This is the first time, though, that the Los Angeles trio has worked with such foreign subject matter. Ergo the Miami crash course: two weeks in January, followed by two weeks in May after the preview reading.
"This is a way of integrating culture into the political and social life of the city," Miami Light co-director Caren Rabbino says of the commissioned work. "It will do something for Miami which hasn't been done, which is to chronicle the lives of the people here. Certainly the tourism spin doctors have not chronicled the people of the city. I can't think of a city more interesting to make a work about. The stories told here will have resonance across the country -- if not now, over the next decade."
The producers briefly considered commissioning local performers, Rabbino says, but decided to go with a respected outside group, feeling it would bring a fresh vision of Miami to the stage, and a professionalism that might set an example for Dade County artists.

▶ **RECORD EXTRACTS**:
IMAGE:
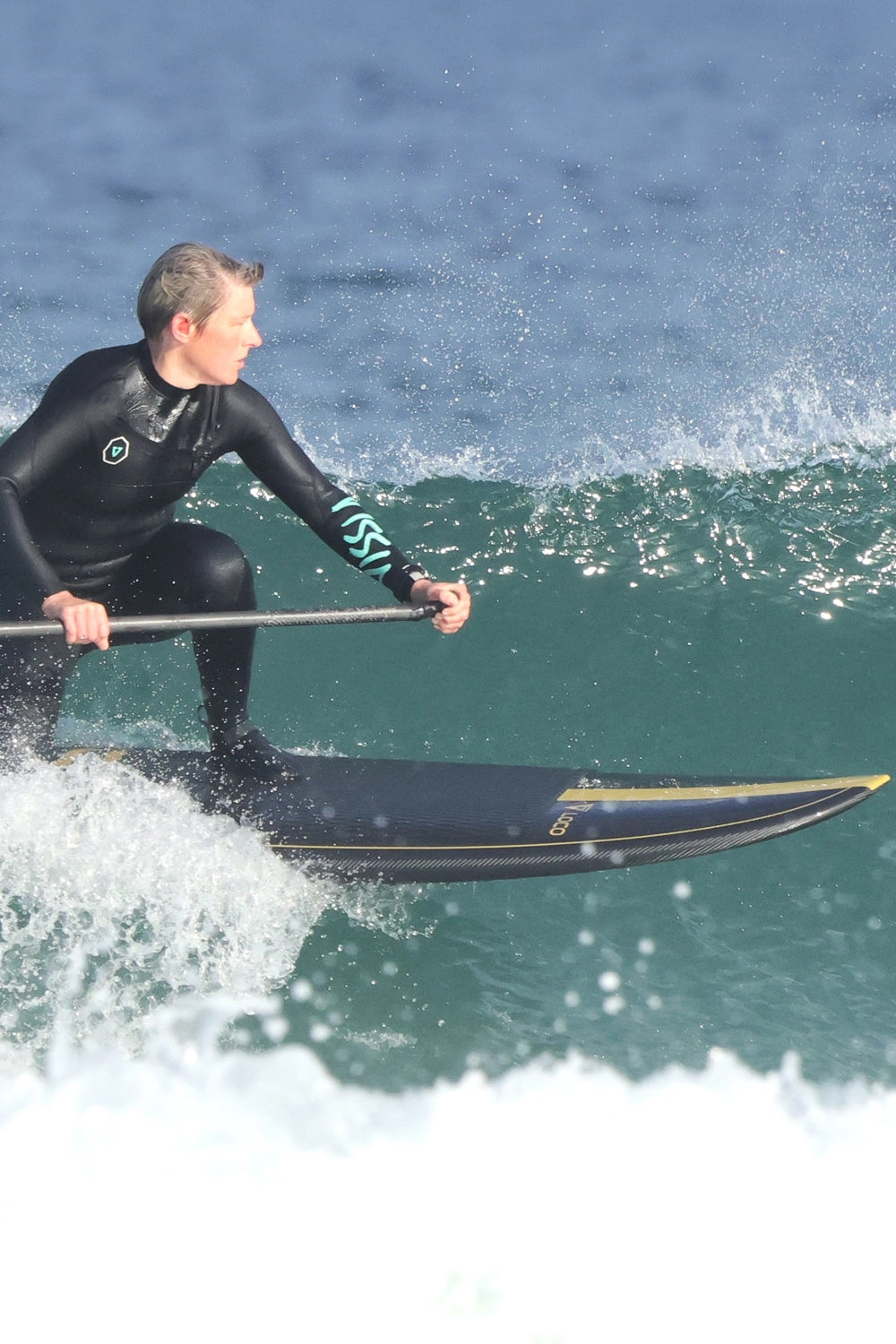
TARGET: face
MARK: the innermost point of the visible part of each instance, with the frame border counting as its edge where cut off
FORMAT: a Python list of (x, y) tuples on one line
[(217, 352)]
* * *
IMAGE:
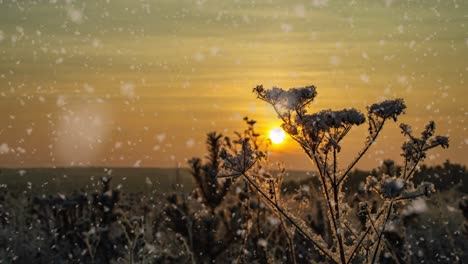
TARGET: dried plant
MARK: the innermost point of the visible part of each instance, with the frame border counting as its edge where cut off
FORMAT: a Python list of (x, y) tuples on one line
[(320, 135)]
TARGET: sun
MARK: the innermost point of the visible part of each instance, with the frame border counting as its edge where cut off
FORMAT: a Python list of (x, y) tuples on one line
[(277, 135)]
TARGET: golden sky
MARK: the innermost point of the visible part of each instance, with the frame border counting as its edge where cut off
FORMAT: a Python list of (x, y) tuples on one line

▶ **INSTRUCTIONS**:
a – Translate this sentence from the Miami commission text into Spanish: "I can't think of a city more interesting to make a work about."
b – According to the Miami commission text, what followed the two weeks in January?
c – Using the Miami commission text, explain why the producers chose a respected outside group over local performers.

▶ **FULL SOLUTIONS**:
a – No se me ocurre una ciudad más interesante sobre la cual hacer una obra.

b – Two weeks in May after the preview reading.

c – The producers felt that an outside group would bring a fresh vision of Miami to the stage. They also believed it would bring a professionalism that might set an example for Dade County artists.